Instruction: Select each line of the entries below that contains the string "front", and copy those lines.

Collection entries:
* Start *

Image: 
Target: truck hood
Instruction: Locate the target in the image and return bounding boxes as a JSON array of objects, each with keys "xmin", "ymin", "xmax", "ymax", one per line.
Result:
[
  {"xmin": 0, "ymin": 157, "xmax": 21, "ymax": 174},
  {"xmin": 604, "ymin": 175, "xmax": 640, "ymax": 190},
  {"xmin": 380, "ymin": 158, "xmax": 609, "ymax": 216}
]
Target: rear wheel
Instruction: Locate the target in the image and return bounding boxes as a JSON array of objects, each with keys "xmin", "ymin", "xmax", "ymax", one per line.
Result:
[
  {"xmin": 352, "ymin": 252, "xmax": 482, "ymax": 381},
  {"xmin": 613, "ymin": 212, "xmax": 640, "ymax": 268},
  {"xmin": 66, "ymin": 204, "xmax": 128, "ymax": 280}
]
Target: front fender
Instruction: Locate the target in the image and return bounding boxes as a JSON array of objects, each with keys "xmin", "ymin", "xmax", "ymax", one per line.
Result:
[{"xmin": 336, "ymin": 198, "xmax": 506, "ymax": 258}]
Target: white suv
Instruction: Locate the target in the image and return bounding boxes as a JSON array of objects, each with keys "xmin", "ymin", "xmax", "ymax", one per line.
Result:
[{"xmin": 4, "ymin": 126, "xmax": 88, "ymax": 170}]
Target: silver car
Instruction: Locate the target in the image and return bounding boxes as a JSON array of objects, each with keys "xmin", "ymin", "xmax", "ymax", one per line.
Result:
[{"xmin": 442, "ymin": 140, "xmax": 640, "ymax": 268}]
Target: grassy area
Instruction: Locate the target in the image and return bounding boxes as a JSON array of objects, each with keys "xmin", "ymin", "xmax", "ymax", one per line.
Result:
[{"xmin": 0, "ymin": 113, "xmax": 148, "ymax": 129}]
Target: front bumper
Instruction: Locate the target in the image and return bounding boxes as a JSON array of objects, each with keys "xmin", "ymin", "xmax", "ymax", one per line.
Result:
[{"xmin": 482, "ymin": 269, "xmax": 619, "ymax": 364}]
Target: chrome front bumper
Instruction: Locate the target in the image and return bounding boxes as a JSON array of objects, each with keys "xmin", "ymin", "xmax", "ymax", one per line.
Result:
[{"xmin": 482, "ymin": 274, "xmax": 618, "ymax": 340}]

* End *

Reply:
Target: front fender
Target: front bumper
Target: chrome front bumper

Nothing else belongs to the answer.